Aim a: Please find every line in the records that contains the word "ceiling" and copy each one.

Selected passage:
──────────

Build FP8 metadata treating all tokens as one mixed batch.

This matches main branch's approach and avoids the BF16 prefill kernel which has head padding overhead when num_heads is small (high TP case).

Source code in vllm/v1/attention/backends/mla/flashmla_sparse.py

def _build_fp8_mixed_decode_prefill(
    self,
    common_attn_metadata: CommonAttentionMetadata,
) -> "FlashMLASparseMetadata.FP8KernelMetadata":
    """Build FP8 metadata treating all tokens as one mixed batch.

    This matches main branch's approach and avoids the BF16 prefill kernel
    which has head padding overhead when num_heads is small (high TP case).
    """
    num_tokens = common_attn_metadata.num_actual_tokens

    # Use padded head count since that's what the kernel will see
    padded_heads = self.fp8_decode_padded_heads

    # Build metadata for all tokens as a single batch
    scheduler_metadata, _ = get_mla_metadata(
        cache_seqlens=self.topk_tokens_tensor[:1],  # Single batch
        num_q_tokens_per_head_k=num_tokens * padded_heads,
        topk=self.topk_tokens,
        num_heads_q=padded_heads,
        num_heads_k=1,
        is_fp8_kvcache=True,
    )

──────────

Extracted material:
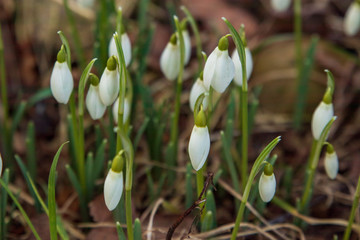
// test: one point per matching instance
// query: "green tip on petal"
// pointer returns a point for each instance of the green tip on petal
(268, 169)
(61, 57)
(93, 79)
(330, 148)
(111, 63)
(327, 96)
(173, 39)
(223, 44)
(200, 120)
(118, 163)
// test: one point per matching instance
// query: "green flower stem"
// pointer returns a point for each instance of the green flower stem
(75, 34)
(255, 169)
(174, 127)
(353, 212)
(123, 140)
(197, 37)
(312, 165)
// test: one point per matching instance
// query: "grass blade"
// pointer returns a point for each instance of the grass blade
(51, 195)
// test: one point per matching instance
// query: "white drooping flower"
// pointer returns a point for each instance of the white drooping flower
(322, 115)
(114, 183)
(93, 102)
(280, 5)
(170, 59)
(127, 107)
(199, 143)
(187, 45)
(238, 66)
(267, 184)
(219, 69)
(331, 162)
(197, 89)
(109, 83)
(352, 19)
(126, 46)
(61, 80)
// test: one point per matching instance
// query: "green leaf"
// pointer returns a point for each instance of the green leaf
(51, 195)
(18, 205)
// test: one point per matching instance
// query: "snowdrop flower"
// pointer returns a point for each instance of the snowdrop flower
(126, 46)
(109, 82)
(127, 106)
(280, 5)
(331, 162)
(219, 69)
(197, 89)
(61, 80)
(267, 183)
(170, 59)
(187, 45)
(114, 183)
(322, 115)
(352, 19)
(238, 67)
(93, 102)
(199, 143)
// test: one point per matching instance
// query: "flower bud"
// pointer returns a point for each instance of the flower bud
(322, 115)
(280, 5)
(267, 183)
(199, 143)
(127, 107)
(331, 162)
(109, 83)
(238, 66)
(352, 19)
(61, 80)
(219, 69)
(170, 59)
(126, 46)
(197, 89)
(114, 183)
(93, 102)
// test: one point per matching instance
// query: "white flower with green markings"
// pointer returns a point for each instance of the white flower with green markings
(61, 80)
(267, 183)
(322, 115)
(114, 183)
(199, 143)
(352, 19)
(170, 59)
(219, 69)
(238, 66)
(93, 102)
(331, 162)
(109, 82)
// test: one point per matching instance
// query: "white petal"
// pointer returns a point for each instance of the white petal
(113, 188)
(224, 72)
(280, 5)
(331, 164)
(109, 86)
(352, 19)
(61, 82)
(267, 187)
(126, 46)
(209, 68)
(170, 61)
(322, 115)
(238, 66)
(197, 89)
(187, 43)
(199, 146)
(127, 108)
(94, 104)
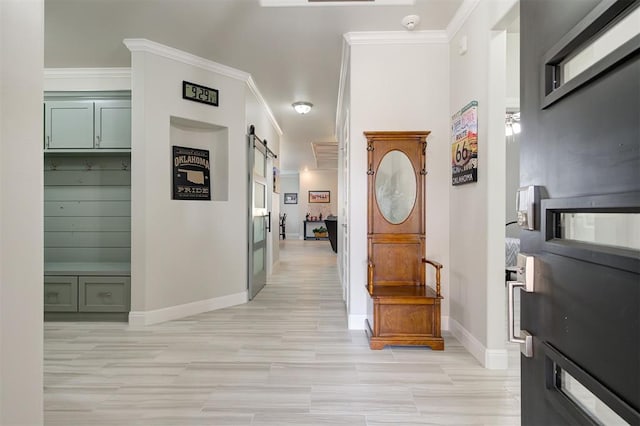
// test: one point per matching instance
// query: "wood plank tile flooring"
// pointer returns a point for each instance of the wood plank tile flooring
(286, 358)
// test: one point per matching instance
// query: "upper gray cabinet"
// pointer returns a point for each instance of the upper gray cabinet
(82, 125)
(112, 124)
(68, 125)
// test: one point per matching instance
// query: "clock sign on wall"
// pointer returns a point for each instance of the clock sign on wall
(198, 93)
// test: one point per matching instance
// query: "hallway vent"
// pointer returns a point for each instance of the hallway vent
(326, 155)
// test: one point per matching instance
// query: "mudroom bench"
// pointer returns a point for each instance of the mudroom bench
(87, 291)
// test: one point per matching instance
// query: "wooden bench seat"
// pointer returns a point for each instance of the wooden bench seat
(405, 315)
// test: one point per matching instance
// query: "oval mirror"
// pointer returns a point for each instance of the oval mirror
(395, 187)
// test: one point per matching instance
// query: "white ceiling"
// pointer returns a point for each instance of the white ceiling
(293, 53)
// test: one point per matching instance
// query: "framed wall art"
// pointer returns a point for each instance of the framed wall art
(319, 196)
(291, 198)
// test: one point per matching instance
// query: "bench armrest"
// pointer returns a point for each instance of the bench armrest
(438, 267)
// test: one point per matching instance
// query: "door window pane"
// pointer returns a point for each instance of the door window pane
(587, 401)
(596, 50)
(258, 229)
(259, 197)
(259, 164)
(258, 261)
(607, 229)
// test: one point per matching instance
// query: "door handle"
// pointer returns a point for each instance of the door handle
(525, 280)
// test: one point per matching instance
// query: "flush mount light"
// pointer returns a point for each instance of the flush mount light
(302, 107)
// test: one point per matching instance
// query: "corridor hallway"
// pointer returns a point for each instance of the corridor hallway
(286, 358)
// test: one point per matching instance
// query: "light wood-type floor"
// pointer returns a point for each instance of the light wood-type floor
(286, 358)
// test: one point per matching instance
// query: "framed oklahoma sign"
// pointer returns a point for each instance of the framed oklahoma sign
(191, 174)
(464, 145)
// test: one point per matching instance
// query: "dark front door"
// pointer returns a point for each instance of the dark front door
(580, 144)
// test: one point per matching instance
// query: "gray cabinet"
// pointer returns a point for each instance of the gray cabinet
(87, 125)
(104, 294)
(87, 293)
(60, 294)
(112, 124)
(68, 125)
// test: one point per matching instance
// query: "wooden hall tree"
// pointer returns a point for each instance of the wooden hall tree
(405, 310)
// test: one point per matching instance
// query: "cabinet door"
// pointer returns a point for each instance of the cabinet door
(104, 294)
(113, 124)
(68, 125)
(60, 293)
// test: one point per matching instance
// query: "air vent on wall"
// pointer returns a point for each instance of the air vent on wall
(326, 154)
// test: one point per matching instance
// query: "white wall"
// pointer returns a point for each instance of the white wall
(21, 215)
(187, 256)
(477, 210)
(398, 86)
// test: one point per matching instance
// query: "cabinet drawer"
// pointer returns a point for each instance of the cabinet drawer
(104, 294)
(60, 294)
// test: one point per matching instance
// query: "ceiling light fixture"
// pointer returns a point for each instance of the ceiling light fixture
(302, 107)
(410, 22)
(512, 124)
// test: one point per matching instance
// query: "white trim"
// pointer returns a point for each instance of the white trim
(143, 318)
(356, 322)
(144, 45)
(291, 3)
(258, 95)
(462, 14)
(396, 37)
(492, 359)
(344, 67)
(86, 79)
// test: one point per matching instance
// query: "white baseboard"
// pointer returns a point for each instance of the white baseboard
(143, 318)
(492, 359)
(356, 322)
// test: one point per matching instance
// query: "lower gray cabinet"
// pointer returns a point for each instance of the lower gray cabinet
(84, 293)
(104, 294)
(60, 294)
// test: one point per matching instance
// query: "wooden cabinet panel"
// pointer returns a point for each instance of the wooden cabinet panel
(68, 125)
(87, 125)
(104, 294)
(113, 124)
(60, 294)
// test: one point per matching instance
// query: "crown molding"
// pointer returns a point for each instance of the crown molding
(87, 79)
(261, 100)
(144, 45)
(462, 14)
(396, 37)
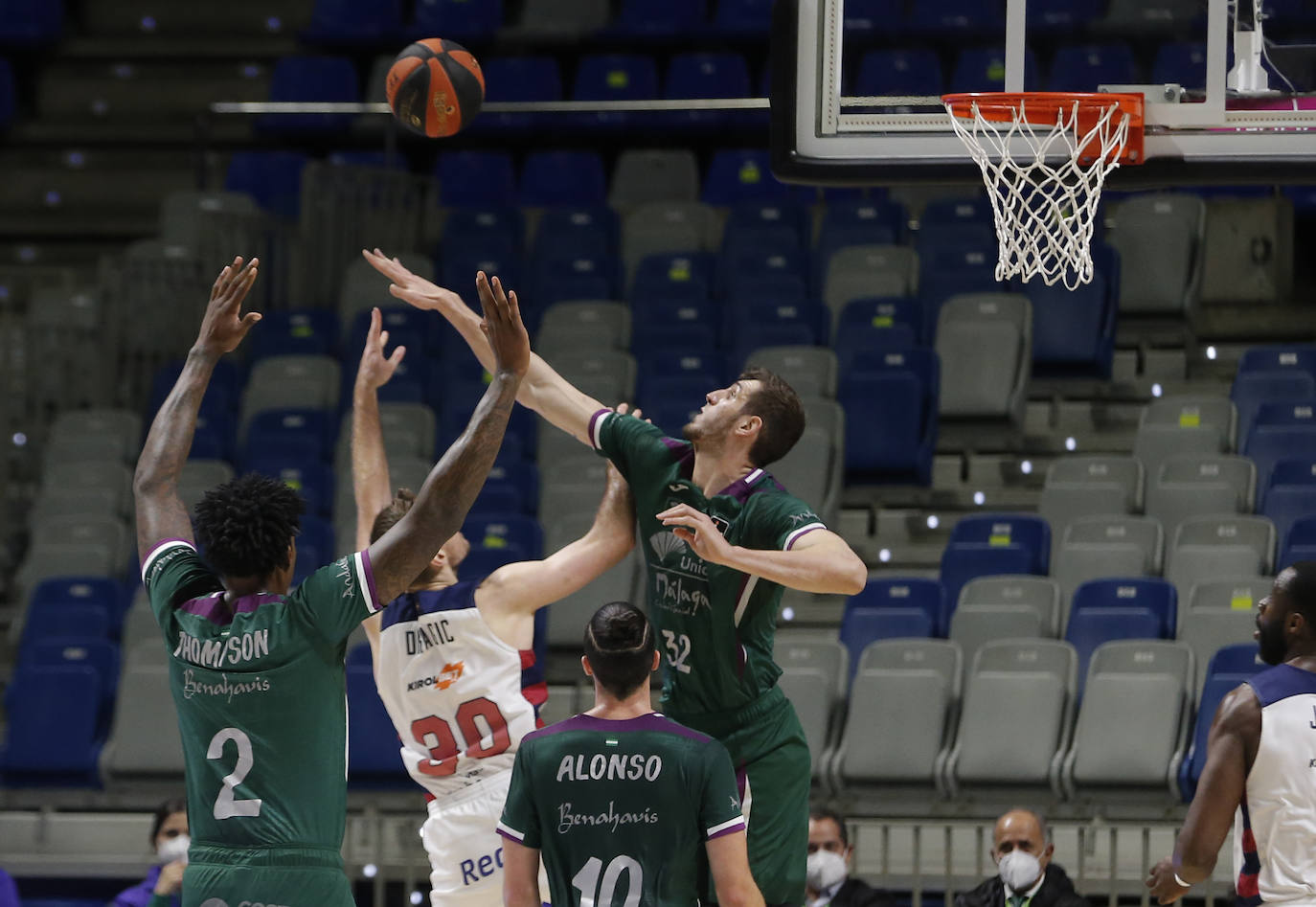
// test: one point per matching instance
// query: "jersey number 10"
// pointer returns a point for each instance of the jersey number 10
(436, 735)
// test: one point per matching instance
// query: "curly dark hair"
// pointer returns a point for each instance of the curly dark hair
(245, 526)
(619, 642)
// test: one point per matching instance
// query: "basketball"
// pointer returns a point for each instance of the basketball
(435, 87)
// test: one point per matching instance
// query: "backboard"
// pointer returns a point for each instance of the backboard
(857, 83)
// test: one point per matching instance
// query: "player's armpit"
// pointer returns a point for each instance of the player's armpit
(728, 858)
(520, 874)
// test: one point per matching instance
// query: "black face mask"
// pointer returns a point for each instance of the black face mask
(1271, 643)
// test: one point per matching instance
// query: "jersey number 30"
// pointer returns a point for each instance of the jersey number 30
(436, 735)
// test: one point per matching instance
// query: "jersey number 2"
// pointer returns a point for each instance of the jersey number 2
(225, 805)
(443, 751)
(592, 894)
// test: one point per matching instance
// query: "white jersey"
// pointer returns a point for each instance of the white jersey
(453, 689)
(1276, 826)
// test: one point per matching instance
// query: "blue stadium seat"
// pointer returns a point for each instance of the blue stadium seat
(517, 79)
(658, 18)
(1182, 62)
(310, 79)
(27, 24)
(577, 231)
(53, 720)
(891, 608)
(1231, 667)
(475, 178)
(1074, 329)
(994, 544)
(613, 78)
(1255, 389)
(1083, 67)
(708, 76)
(978, 69)
(742, 175)
(506, 531)
(457, 20)
(1133, 608)
(373, 751)
(914, 71)
(563, 178)
(890, 404)
(296, 332)
(101, 593)
(351, 23)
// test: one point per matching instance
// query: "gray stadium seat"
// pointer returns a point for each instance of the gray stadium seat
(901, 713)
(986, 348)
(873, 270)
(1015, 685)
(1160, 242)
(1220, 547)
(647, 175)
(1200, 485)
(1141, 688)
(1100, 547)
(1175, 425)
(666, 227)
(811, 370)
(1090, 486)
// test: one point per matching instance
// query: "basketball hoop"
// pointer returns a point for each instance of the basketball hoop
(1045, 200)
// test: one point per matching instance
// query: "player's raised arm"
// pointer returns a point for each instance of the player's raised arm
(161, 512)
(544, 390)
(370, 486)
(451, 486)
(531, 584)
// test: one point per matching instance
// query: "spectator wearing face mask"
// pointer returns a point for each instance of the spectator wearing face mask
(828, 868)
(1026, 874)
(164, 885)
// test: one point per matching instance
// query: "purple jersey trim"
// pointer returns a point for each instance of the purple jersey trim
(650, 721)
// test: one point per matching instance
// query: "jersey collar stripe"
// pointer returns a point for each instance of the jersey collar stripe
(597, 427)
(510, 832)
(743, 600)
(161, 547)
(795, 536)
(736, 825)
(368, 579)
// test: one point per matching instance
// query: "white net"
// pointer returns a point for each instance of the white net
(1047, 199)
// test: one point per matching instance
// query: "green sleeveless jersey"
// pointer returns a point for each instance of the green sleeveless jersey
(715, 624)
(261, 696)
(620, 809)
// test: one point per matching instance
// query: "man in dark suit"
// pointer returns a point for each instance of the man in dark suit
(828, 868)
(1026, 877)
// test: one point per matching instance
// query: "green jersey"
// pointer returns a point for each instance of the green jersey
(716, 624)
(620, 809)
(261, 696)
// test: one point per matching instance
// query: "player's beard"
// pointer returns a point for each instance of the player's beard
(1270, 642)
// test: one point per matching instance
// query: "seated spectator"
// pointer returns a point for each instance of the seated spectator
(828, 868)
(1027, 877)
(164, 885)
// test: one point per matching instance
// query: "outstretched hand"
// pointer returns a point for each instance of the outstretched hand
(375, 369)
(222, 326)
(503, 327)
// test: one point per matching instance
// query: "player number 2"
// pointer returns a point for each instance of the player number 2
(436, 735)
(225, 805)
(678, 650)
(587, 882)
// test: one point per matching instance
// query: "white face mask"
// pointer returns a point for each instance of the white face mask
(824, 869)
(1019, 869)
(174, 848)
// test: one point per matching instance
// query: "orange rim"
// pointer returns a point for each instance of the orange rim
(1042, 107)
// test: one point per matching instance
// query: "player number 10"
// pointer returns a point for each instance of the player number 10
(678, 650)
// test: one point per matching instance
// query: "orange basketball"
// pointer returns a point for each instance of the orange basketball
(435, 87)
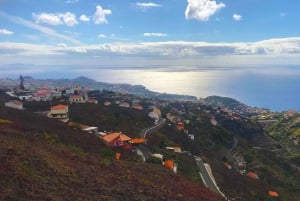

──────────

Aim b: Resume the code excerpt on building FP8 metadata for a mixed batch, starting right after its last line.

Expected answer a:
// query: "white ceiling"
// pointer returns a point for each instance of the white ceiling
// query: "ceiling light fixture"
// pointer returns a point for each instance of the ceiling light fixture

Expected answer b:
    fp8_metadata = FlashMLASparseMetadata.FP8KernelMetadata(
        scheduler_metadata=scheduler_metadata,
        cache_lens=self.max_model_len_tensor[:1],
        dummy_block_table=self.dummy_block_table[:1],
    )

    return fp8_metadata

_build_fp8_separate_prefill_decode ¶

_build_fp8_separate_prefill_decode(
    common_attn_metadata: CommonAttentionMetadata,
) -> FP8SeparatePrefillDecode

Source code in vllm/v1/attention/backends/mla/flashmla_sparse.py

def _build_fp8_separate_prefill_decode(
    self,
    common_attn_metadata: CommonAttentionMetadata,
) -> "FlashMLASparseMetadata.FP8SeparatePrefillDecode":
    num_tokens = common_attn_metadata.num_actual_tokens

    (num_decodes, num_prefills, num_decode_tokens, num_prefill_tokens) = (
        split_decodes_and_prefills(
            common_attn_metadata,
            decode_threshold=self.reorder_batch_threshold or 1,
            require_uniform=True,
        )
    )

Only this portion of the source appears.